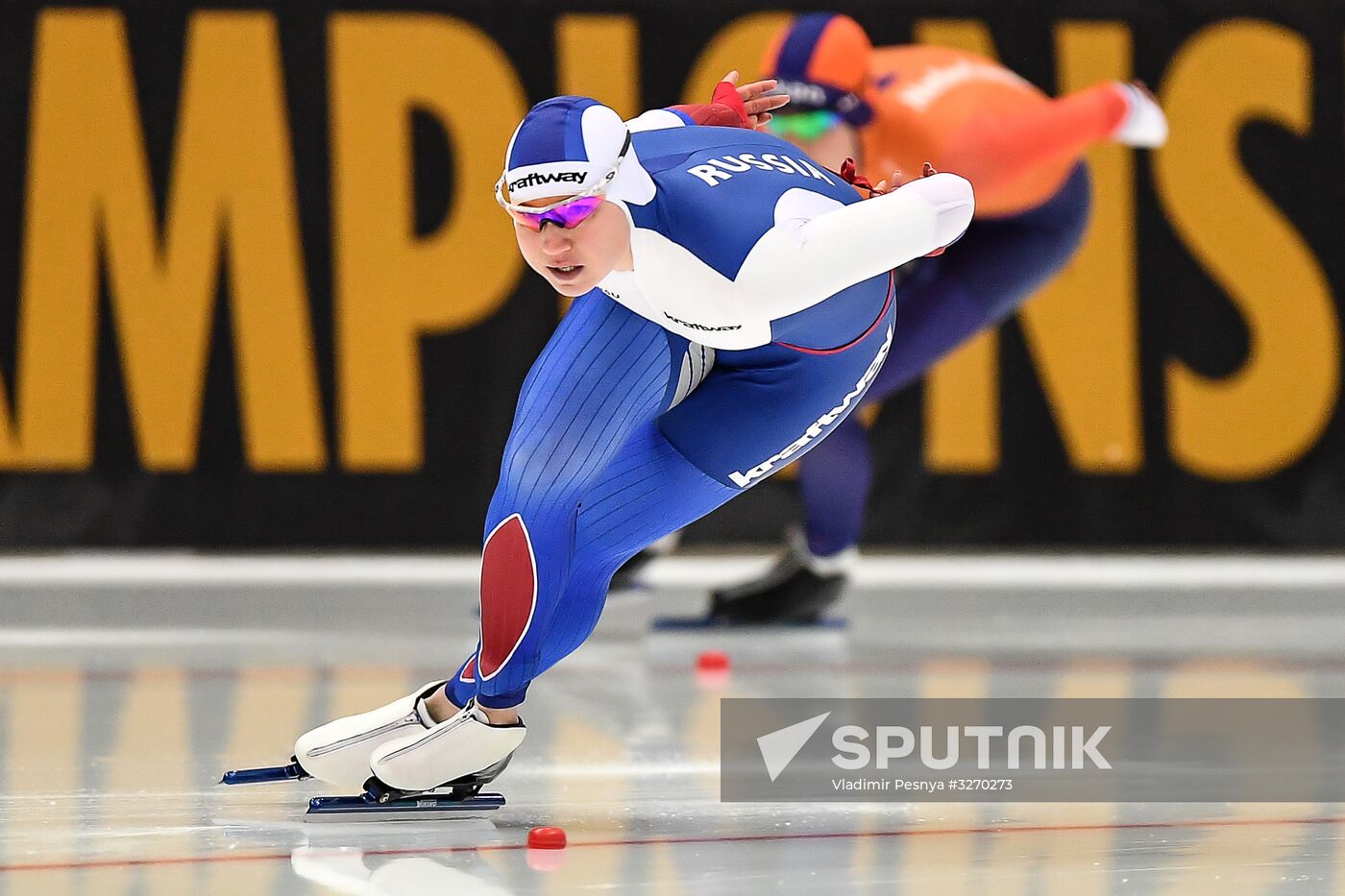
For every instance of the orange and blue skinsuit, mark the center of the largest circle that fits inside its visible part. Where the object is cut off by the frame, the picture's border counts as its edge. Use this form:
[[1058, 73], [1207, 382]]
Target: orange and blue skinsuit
[[961, 111]]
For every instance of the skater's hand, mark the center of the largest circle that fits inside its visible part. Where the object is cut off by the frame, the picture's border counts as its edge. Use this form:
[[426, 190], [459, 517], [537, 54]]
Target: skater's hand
[[753, 97], [900, 180]]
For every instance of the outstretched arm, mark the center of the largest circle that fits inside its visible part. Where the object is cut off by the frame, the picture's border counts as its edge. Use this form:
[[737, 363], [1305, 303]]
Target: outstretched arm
[[730, 107]]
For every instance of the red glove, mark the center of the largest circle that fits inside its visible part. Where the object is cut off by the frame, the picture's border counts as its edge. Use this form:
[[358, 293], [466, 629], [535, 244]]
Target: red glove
[[850, 175], [723, 110]]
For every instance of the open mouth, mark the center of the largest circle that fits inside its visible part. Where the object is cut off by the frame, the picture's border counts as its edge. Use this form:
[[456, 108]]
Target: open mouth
[[565, 272]]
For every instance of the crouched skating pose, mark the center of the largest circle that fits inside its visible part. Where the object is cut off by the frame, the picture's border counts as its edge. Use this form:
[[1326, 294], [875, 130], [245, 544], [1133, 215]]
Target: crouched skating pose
[[733, 303]]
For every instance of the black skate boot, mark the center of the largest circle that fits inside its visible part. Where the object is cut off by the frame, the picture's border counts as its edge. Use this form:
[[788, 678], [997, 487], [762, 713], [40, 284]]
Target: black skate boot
[[796, 591]]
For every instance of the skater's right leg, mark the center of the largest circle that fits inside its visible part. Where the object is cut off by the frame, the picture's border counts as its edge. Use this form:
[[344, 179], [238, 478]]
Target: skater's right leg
[[604, 373]]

**INSTRUCTION**
Reproduce every line above verbatim, omitting the picture.

**THE OUTPUT**
For every instance of the orange and blue skinsuit, mark the center of the largest circle that fits inside its visible part. Where the object is cut off by the frame, the picture's border counts as its edge. Use this form:
[[1058, 73], [1207, 382]]
Target: orange and blue skinsuit
[[961, 111]]
For every instance of the skater's hand, mark the center of the largest circle that fits inside its visible part. Where the object is cut off by the frame, the picture's border counts as its edge. Use this form:
[[426, 190], [459, 517], [537, 54]]
Target: skater's hand
[[753, 97], [900, 180]]
For every instance of the outstretched arm, mark the center of the largest circle that fits inside its visible part. Where the object is cut off by the frame, the picture's border counts as its edge. Use this form:
[[737, 363], [1305, 303]]
Target: outstretched arm
[[730, 107]]
For every instance of the red glove, mark the center of the largest circle that fits inside its visible part. Where the object is cut off by the frame, the picture's border counts as its edge. Use this form:
[[358, 293], [466, 629], [535, 244]]
Target: red glove
[[850, 175], [723, 110]]
For every instance of the open mouth, mark the center of the largest circle that fits inside its visible part. Where the object is cut off by the frame, the picture's border counts as its edge. Use this form:
[[456, 108]]
Target: open mouth
[[565, 272]]
For every instance of the crouched skating pose, mark the center of the largest circle that fits inside its visible part. Where the object is cut off by the frame, the picture's border counts as its edge. Use this form:
[[1326, 294], [875, 130], [245, 544], [1133, 215]]
Target: crouched skating pose
[[733, 303]]
For every instance of the black skate boot, mark the center of the largest circle that fits inside its visible part. Where the object is cut off by the frame, the picture's border counts as its edge. Use this form:
[[788, 678], [997, 487], [762, 713], [40, 284]]
Target: black skate boot
[[796, 591]]
For every instance of the skater's right leg, mark the center of the largest circle that fits inside its visible part. Where the object is cut off by the frame, the picture's border counts as its edge. Use this form:
[[344, 179], [238, 478]]
Target: skater's right leg
[[604, 373]]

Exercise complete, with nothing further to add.